# What you will do:
Repeat every entry exactly as it appears.

# Input data:
=== Section Start ===
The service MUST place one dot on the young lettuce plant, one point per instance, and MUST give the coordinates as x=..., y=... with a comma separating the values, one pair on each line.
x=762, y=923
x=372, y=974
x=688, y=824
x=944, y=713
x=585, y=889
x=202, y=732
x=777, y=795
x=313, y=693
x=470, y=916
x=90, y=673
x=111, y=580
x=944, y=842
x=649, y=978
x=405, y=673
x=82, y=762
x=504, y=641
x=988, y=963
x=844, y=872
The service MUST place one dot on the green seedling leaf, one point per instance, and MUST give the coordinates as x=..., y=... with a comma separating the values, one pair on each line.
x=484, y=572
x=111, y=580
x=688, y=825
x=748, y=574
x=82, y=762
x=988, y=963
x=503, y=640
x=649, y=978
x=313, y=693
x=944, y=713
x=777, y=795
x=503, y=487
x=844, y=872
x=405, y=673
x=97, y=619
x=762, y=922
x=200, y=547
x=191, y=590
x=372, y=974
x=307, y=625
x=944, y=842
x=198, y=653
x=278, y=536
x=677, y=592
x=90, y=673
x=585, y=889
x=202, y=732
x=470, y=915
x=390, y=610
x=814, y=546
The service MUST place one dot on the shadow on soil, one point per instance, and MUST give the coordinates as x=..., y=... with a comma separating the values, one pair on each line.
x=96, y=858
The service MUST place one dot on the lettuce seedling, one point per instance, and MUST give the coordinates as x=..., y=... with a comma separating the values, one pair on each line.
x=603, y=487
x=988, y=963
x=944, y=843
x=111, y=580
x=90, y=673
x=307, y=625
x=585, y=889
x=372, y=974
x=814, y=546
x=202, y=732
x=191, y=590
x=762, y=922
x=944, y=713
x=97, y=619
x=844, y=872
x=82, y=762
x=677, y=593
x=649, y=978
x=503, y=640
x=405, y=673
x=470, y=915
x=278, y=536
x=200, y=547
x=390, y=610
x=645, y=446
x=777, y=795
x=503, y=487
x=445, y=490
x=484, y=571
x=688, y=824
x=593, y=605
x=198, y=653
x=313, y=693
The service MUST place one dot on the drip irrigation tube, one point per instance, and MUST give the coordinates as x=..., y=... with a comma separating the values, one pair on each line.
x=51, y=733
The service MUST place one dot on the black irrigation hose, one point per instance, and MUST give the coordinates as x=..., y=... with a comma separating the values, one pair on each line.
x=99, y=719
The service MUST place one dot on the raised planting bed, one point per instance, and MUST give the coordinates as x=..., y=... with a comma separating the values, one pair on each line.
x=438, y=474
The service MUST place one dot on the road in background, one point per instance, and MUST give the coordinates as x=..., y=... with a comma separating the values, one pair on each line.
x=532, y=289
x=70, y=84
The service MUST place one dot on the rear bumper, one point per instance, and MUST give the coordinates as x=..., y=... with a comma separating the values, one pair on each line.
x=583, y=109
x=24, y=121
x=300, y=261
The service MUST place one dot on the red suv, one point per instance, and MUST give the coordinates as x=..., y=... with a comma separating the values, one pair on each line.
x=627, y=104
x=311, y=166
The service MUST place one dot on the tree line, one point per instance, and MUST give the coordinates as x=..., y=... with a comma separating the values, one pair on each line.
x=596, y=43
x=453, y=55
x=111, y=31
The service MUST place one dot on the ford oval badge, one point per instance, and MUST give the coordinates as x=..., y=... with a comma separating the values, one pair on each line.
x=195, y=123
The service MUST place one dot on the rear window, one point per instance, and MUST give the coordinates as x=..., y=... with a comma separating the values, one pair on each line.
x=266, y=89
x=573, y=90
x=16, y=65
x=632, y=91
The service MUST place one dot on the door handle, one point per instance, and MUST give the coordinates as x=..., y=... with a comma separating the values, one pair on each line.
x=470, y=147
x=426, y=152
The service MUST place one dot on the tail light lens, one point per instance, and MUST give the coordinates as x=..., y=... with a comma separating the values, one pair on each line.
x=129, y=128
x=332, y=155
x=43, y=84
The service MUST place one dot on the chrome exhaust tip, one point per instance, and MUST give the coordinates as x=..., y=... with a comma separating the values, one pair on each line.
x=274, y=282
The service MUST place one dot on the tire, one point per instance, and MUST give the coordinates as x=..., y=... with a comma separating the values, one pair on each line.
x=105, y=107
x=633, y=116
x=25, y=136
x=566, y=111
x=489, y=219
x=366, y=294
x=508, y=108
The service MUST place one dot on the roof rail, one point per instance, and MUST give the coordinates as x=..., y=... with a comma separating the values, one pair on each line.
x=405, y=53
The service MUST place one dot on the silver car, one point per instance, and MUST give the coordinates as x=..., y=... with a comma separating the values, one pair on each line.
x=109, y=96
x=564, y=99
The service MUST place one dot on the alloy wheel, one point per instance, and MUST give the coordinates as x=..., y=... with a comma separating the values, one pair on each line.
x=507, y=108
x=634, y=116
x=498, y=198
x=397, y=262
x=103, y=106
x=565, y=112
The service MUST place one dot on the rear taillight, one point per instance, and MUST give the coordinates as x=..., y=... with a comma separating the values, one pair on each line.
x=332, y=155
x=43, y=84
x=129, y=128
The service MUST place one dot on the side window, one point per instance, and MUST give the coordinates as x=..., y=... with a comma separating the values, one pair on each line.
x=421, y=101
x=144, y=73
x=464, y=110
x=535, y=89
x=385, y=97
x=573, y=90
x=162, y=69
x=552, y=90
=== Section End ===
# Solved problem:
The service MUST place one dot on the young lettuce plant, one point per instance, and MUST give the coordinates as x=..., y=... with a comma separating the values, one pair on each line.
x=762, y=923
x=372, y=974
x=688, y=824
x=944, y=713
x=585, y=889
x=202, y=732
x=777, y=795
x=313, y=693
x=470, y=916
x=90, y=673
x=111, y=580
x=944, y=842
x=649, y=978
x=405, y=673
x=82, y=762
x=504, y=641
x=988, y=963
x=844, y=872
The service MUST place one dot on the green seedling leaf, one point per instance, and MUST give the coordinates as x=..., y=... with a comma separating the values, one pair on each line.
x=484, y=572
x=111, y=580
x=688, y=825
x=748, y=574
x=82, y=762
x=988, y=963
x=503, y=640
x=649, y=978
x=313, y=693
x=944, y=713
x=777, y=795
x=503, y=487
x=844, y=872
x=405, y=673
x=97, y=619
x=762, y=922
x=200, y=547
x=191, y=590
x=372, y=974
x=307, y=625
x=944, y=842
x=198, y=653
x=278, y=536
x=677, y=592
x=90, y=673
x=585, y=889
x=202, y=732
x=470, y=915
x=390, y=610
x=814, y=546
The service MUST place one dot on the shadow on soil, one point per instance, and MUST give the coordinates as x=..., y=... with a comma separating the values, one pair on each line.
x=96, y=858
The service MUST place one dot on the lettuce seedling, one point per instance, and MUST give the coordinates as x=..., y=... with a comma separating the values, one pair on each line.
x=603, y=487
x=988, y=963
x=944, y=843
x=111, y=580
x=90, y=673
x=307, y=625
x=585, y=889
x=372, y=974
x=814, y=546
x=202, y=732
x=191, y=590
x=762, y=922
x=944, y=713
x=97, y=619
x=844, y=872
x=82, y=762
x=677, y=593
x=649, y=978
x=503, y=640
x=405, y=673
x=470, y=915
x=278, y=536
x=200, y=547
x=390, y=610
x=645, y=446
x=777, y=795
x=503, y=487
x=445, y=490
x=484, y=571
x=688, y=824
x=593, y=605
x=198, y=653
x=313, y=693
The service MUST place one dot on the drip irrigation tube, one point per instance, and MUST give the coordinates as x=..., y=... with a comma separating the values, one pair on each line.
x=51, y=733
The service MUST place one dot on the black irrigation hose, one point per instance, and MUST give the coordinates as x=..., y=... with a comma separating the values, one pair on each line.
x=99, y=719
The service MUST place one dot on the raised planting bed, one point per instance, and MUST give the coordinates as x=..., y=... with a comma separating the values, one pair on each line.
x=438, y=474
The service MUST place one dot on the road in background, one point per instance, and MUST give the coordinates as x=..., y=... with a comma separating the values, one pair on each line.
x=532, y=289
x=70, y=84
The service MUST place one dot on the rear bumper, one point per instance, and MUST give the coordinates as x=..., y=... with a comma separating the values, one pair on each line.
x=583, y=109
x=24, y=121
x=300, y=261
The service MUST place one dot on the red suv, one point per instance, and MUST give the coordinates as x=..., y=... with a comma separating the values, one pair on each line.
x=627, y=104
x=311, y=166
The service MUST place one dot on the tree line, one point per instance, and MUST give the coordinates as x=..., y=... with a comma separating the values, one pair on each line.
x=596, y=43
x=453, y=55
x=111, y=31
The service MUST place one dot on the ford oval badge, one point per instance, and MUST give the coordinates as x=..., y=... with a comma separating the values, one pair on each line.
x=195, y=123
The service MUST place one dot on the rear window, one point per instance, and MUST give the coordinates as x=..., y=... with a comma separating the values, one pair on each line.
x=266, y=89
x=573, y=90
x=16, y=65
x=632, y=91
The service MUST place one dot on the door handle, one point per instance, and MUST give the coordinates as x=..., y=... with a comma separating the values, one pair on each line.
x=470, y=147
x=426, y=152
The service MUST place one dot on the tail light lens, one point per instance, and MUST give the coordinates as x=..., y=... with a comma separating the values, one pair on each line.
x=129, y=128
x=332, y=155
x=43, y=84
The service MUST place one dot on the chrome exhaust tip, one point per instance, and MUST give the coordinates as x=..., y=... with a comma separating the values, one pair on each line.
x=274, y=282
The service MUST place one dot on the tire, one point per instance, and MUST give the coordinates as x=..., y=... with a comma separating the values, one pair on each line.
x=105, y=107
x=633, y=116
x=25, y=136
x=566, y=111
x=489, y=219
x=366, y=294
x=508, y=108
The service MUST place one dot on the roof rail, one point per instance, and MUST give the coordinates as x=..., y=... with a comma separating the values, one pair on each line.
x=405, y=53
The service MUST place one dot on the silver car, one point per instance, and MUST give the coordinates as x=..., y=... with a comma separating the values, one pair on each line.
x=109, y=96
x=564, y=99
The service MUST place one dot on the alloy wheel, one point per instance, and MUST give the coordinates as x=..., y=... with a comma separating the values, one pair on each line.
x=507, y=108
x=634, y=116
x=498, y=198
x=397, y=262
x=103, y=106
x=565, y=112
The service MUST place one dot on the rear taillight, one point per instance, and MUST give the coordinates as x=..., y=... with a comma separating the values, one pair on each line.
x=332, y=155
x=43, y=84
x=129, y=128
The service MUST place one dot on the side window, one point per instance, and MUST give the coordinates as x=..., y=... with a comma separating the values, one pair on each line.
x=421, y=101
x=144, y=73
x=464, y=110
x=535, y=89
x=385, y=97
x=573, y=90
x=162, y=69
x=552, y=90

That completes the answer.